Setzen Sie die nachfolgende Forendiskussion über 3D-Programmierung mit Java fort, beginnend unmittelbar nach ihrem letzten wiedergegebenen Satz.

> [SEITENTEXT]
*****
Evil-Devil hat gesagt.:
			
		

> @J3D: Steht nicht irgendwo in der offiziellen Beschreibung von J3D das J3D ein Scenegraph ist? Meine das so gelesen zu haben.



Da muss ich was durcheinander gebracht haben. Sorry. 

@egrath

Naja, was ist wohl der Hauptabsatzmarkt im 3D Bereich der einem Einfällt wenn man vorm PC sitzt: Spiele ...
Aber mit 3D kann man ja nicht nur spielen. Das Fraunhofer Institut in Karlsruhe (durfte ich mal von innen sehen  ), machtsehr viel auf dem 3D-Gebiet. Und die haben auch Szenengraphen etc. Eben alles was man auch für ein 3D-Spiel so braucht um einen gewissen Realismus zu erzeugen.


----------



## Quaxli (11. Jul 2007)

Dann gebe ich auch noch mal meine Senf dazu, damit die Entscheidung noch etwas schwieriger wird:



> Nimm Jpct, das ist sehr einsteigerfreundlich(Schau mal hier: http://www.java-forum.org/de/topic46139_jpct-3d-spiele-programmierung-tutorial.html)
> Java 3D wird nicht mehr weiter entwicket



Dem stimme ich prinzipiell zu, da ich schon eine Weile mit Java und 3D rumexperimentiere. ABER: Was mich doch ein wenig stört ist, daß auf der Homepage von JPCT kein Einsteigertutorial enthalten ist (zumindest habe ich es trotz intensiver Suche nicht gefunden). Ich habe mir mein erstes Programm mühevoll über die beiden Beispiele zusammengefrickelt und empfinde es schon als Nachteil, wenn kein Tutorial für Einsteiger vorhanden ist.


----------



## egrath (11. Jul 2007)

> Nimm Jpct, das ist sehr einsteigerfreundlich(Schau mal hier: http://www.java-forum.org/de/topic46139_jpct-3d-spiele-programmierung-tutorial.html)
*****
> [DATENAUSZÜGE]
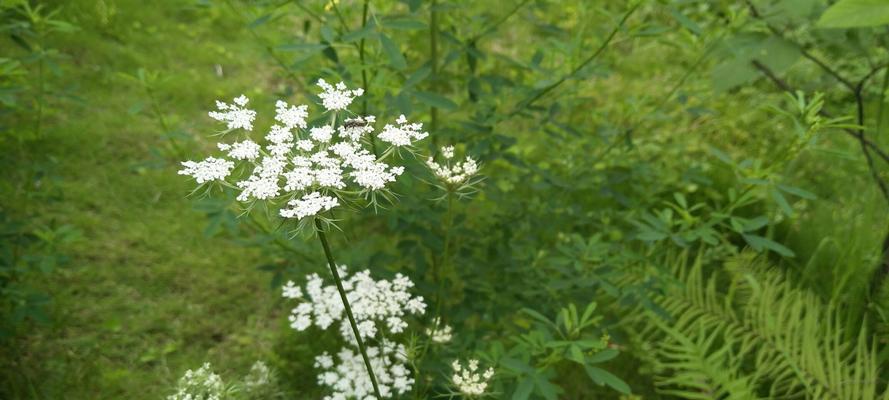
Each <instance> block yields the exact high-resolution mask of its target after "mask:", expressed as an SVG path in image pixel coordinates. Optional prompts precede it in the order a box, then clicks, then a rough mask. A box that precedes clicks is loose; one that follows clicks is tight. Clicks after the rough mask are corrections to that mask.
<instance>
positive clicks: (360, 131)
mask: <svg viewBox="0 0 889 400" xmlns="http://www.w3.org/2000/svg"><path fill="white" fill-rule="evenodd" d="M376 120H377V118H376V117H374V116H373V115H368V116H365V117H363V118H347V119H346V120H345V121H344V122H343V125H341V126H340V127H339V134H340V137H342V138H345V139H348V140H351V141H353V142H356V141H358V140H359V139H361V136H363V135H364V134H367V133H371V132H373V124H374V122H376Z"/></svg>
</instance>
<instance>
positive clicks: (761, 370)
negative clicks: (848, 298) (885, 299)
mask: <svg viewBox="0 0 889 400" xmlns="http://www.w3.org/2000/svg"><path fill="white" fill-rule="evenodd" d="M766 266H767V264H764V263H763V262H762V261H757V260H755V259H753V257H751V256H750V255H742V256H740V257H739V258H736V259H732V260H729V261H728V263H727V265H726V272H725V273H723V272H714V273H712V274H710V276H709V277H705V273H704V264H703V263H702V262H701V260H700V258H698V259H696V260H695V261H694V262H692V263H691V265H690V266H688V267H686V266H685V262H684V260H683V259H682V258H680V259H678V260H675V261H674V271H675V274H676V276H677V278H678V279H679V281H680V282H681V286H679V287H677V288H676V289H674V290H669V291H667V292H665V293H664V296H663V297H662V298H661V299H659V302H660V303H661V305H662V306H663V307H664V309H665V310H667V312H668V314H669V316H670V319H669V320H668V321H664V320H662V319H661V317H660V316H657V315H652V314H650V313H649V314H648V317H646V318H644V319H643V321H642V326H645V328H644V329H643V332H649V333H646V334H643V336H645V337H646V340H648V341H652V342H655V343H657V344H656V345H655V347H657V348H658V351H659V353H658V356H657V361H656V363H657V365H656V369H657V370H658V371H659V372H658V373H657V375H658V376H660V378H659V380H658V385H659V387H660V389H661V390H662V391H663V392H664V393H668V394H671V395H675V396H679V397H681V398H690V399H694V398H713V397H718V398H723V396H725V397H726V398H739V399H740V398H743V399H751V398H776V397H781V398H786V397H790V398H796V397H799V398H842V399H878V398H886V396H889V392H886V391H884V389H881V388H883V387H884V385H881V384H879V383H878V382H880V380H881V378H880V376H881V373H880V369H879V367H878V363H877V354H876V350H875V348H874V347H873V342H872V340H871V335H870V334H869V333H868V330H867V328H866V327H865V328H861V329H859V331H858V333H857V334H856V333H854V332H852V333H851V334H850V332H844V331H843V328H842V327H841V325H840V324H839V323H838V321H839V320H840V318H839V316H840V312H841V311H840V309H838V308H837V307H836V306H833V305H830V304H823V303H822V302H821V301H820V300H819V299H818V298H817V297H815V296H814V295H812V294H811V293H809V292H807V291H806V290H805V289H800V288H799V287H797V286H795V285H793V284H791V283H788V282H787V281H786V279H785V278H784V277H783V276H782V274H781V273H780V272H776V271H768V270H766V268H767V267H766ZM847 335H848V336H849V337H851V340H847V339H846V337H847Z"/></svg>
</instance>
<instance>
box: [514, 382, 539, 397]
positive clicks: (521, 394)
mask: <svg viewBox="0 0 889 400" xmlns="http://www.w3.org/2000/svg"><path fill="white" fill-rule="evenodd" d="M532 390H534V381H532V380H530V379H522V380H520V382H519V386H518V387H517V388H516V390H515V392H513V393H512V400H527V399H528V398H529V397H531V391H532Z"/></svg>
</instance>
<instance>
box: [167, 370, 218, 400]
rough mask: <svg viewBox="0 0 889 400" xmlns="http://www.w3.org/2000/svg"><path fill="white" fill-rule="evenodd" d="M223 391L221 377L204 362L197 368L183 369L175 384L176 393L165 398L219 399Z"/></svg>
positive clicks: (180, 399)
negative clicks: (180, 377) (216, 373)
mask: <svg viewBox="0 0 889 400" xmlns="http://www.w3.org/2000/svg"><path fill="white" fill-rule="evenodd" d="M224 391H225V385H224V384H223V383H222V378H220V377H219V375H217V374H216V373H214V372H213V370H211V369H210V363H204V365H203V366H201V368H199V369H197V370H194V371H192V370H188V371H185V375H183V376H182V378H180V379H179V383H178V385H177V386H176V393H175V394H173V395H170V396H167V400H219V399H221V398H222V396H223V395H224Z"/></svg>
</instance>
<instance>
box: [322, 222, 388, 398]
mask: <svg viewBox="0 0 889 400" xmlns="http://www.w3.org/2000/svg"><path fill="white" fill-rule="evenodd" d="M315 231H316V232H317V233H318V239H319V240H321V246H322V247H323V248H324V255H325V256H327V265H328V266H330V273H331V274H332V275H333V281H334V282H336V289H337V291H338V292H339V293H340V299H342V300H343V306H344V307H345V309H346V316H347V317H349V325H351V326H352V333H353V334H354V335H355V342H357V343H358V350H359V351H361V358H363V359H364V366H365V367H367V375H368V376H370V383H371V385H373V387H374V394H375V395H376V398H377V399H382V398H383V396H382V395H380V388H379V386H378V385H377V377H376V375H374V372H373V367H372V366H371V365H370V358H369V357H368V356H367V349H366V348H365V347H364V341H363V340H361V333H359V332H358V324H356V323H355V317H354V316H353V315H352V307H350V306H349V299H348V298H346V289H344V288H343V280H342V279H340V273H339V271H337V269H336V261H334V260H333V254H332V253H331V252H330V245H328V244H327V236H326V235H325V234H324V228H323V227H321V221H319V220H318V219H315Z"/></svg>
*****
> [ERWARTETE ANTWORT]
> Java 3D wird nicht mehr weiter entwicket



Hallo,

also dass Java3D nicht mehr weiterentwickelt wird kann ich nicht nachvollziehen wenn man sich die CVS Logs des J3D Repositories ansieht. Sun selbst will in naher Zukunft JOGL als Unterbau für J3D implementieren (hab ich vor kurzen in einem Sun-Blog gelesen)

Grüsse, Egon


----------



## ice-breaker (12. Jul 2007)

egrath hat gesagt.:
			
		

> Hallo,
> 
> also dass Java3D nicht mehr weiterentwickelt wird kann ich nicht nachvollziehen wenn man sich die CVS Logs des J3D Repositories ansieht. Sun selbst will in naher Zukunft JOGL als Unterbau für J3D implementieren (hab ich vor kurzen in einem Sun-Blog gelesen)
> 
> Grüsse, Egon



*gg*
das sagen sie schon lange, genauso wie schon seit Langem an JMF weitergearbeitet werden sollte


----------



## Xams (15. Jul 2007)

Quaxli hat gesagt.:
			
		

> Dann gebe ich auch noch mal meine Senf dazu, damit die Entscheidung noch etwas schwieriger wird:
> 
> 
> 
> ...


Gut da muss ich dir recht geben, andererseits hat man hierdirekten KOnntakt zum Entwickler und kann demm genug Fragen stellen, desweiteren sind die Klassen sehr gut dokumentiert. Ausserdem scheib ich gerade am Tutorial (siehe Post oben)
MFG


----------



## Quaxli (16. Jul 2007)

Ich will aber nicht wegen jeder kurzen Frage dem Entwickler 'ne Message schicken müssen. Und ein Tutorial gehört zu einer guten Lib/Engine einfach dazu. Dein Tutorial ist halt leider auch noch nicht fertig und wird, wie es aussieht, wohl noch etwas dauern (nicht böse gemeint).
Ich hab' schon 'ne Stunde rumgedocktert, bis ich mein Anfangsprogramm, daß Du jetzt verwendest hingefpriemelt hatte. Imho fängt ein gutes Tutorial aber gleich mal mit dem bekannten "Hello World" oder ähnlichem an, damit der geneigte Anwender mal ein Erfolgserlebnis hat. Zu jeder besseren 3d-Engine gibt es ausführliches Tutorial um dem Einsteiger die Anwendung zu erleichtern. Bei JPCT fehlt das halt leider noch. Was ich sehr schade finde, da sie mir sehr gut gefällt.


----------



## Evil-Devil (16. Jul 2007)

Eine Engine/Lib kommt eigentlich immer nur mit einer Doku daher. MAn sollte schon erwarten können das der Programmierer der die Lib/Engine nutzen will eine DOku lesen kann.


----------



## Quaxli (16. Jul 2007)

Definiere Doku.
Wenn Du Doku mit API gleichsetzt, muß ich Dir widersprechen. Gerade bei komplexen Engines im 3D-Bereich.

Ich bin mir ziemlich sicher, daß es für jede gängige 3D-Engine ein Tutorial gibt.


----------



## Xams (16. Jul 2007)

Das kommt aber auch auf den Bekannthetsgrad an, für Java3D setzt sich eher jemand hin und schreibt ein Tutorial.
Es gibt ja auf der JPCT Website zumindest eine Einstiegshilfe.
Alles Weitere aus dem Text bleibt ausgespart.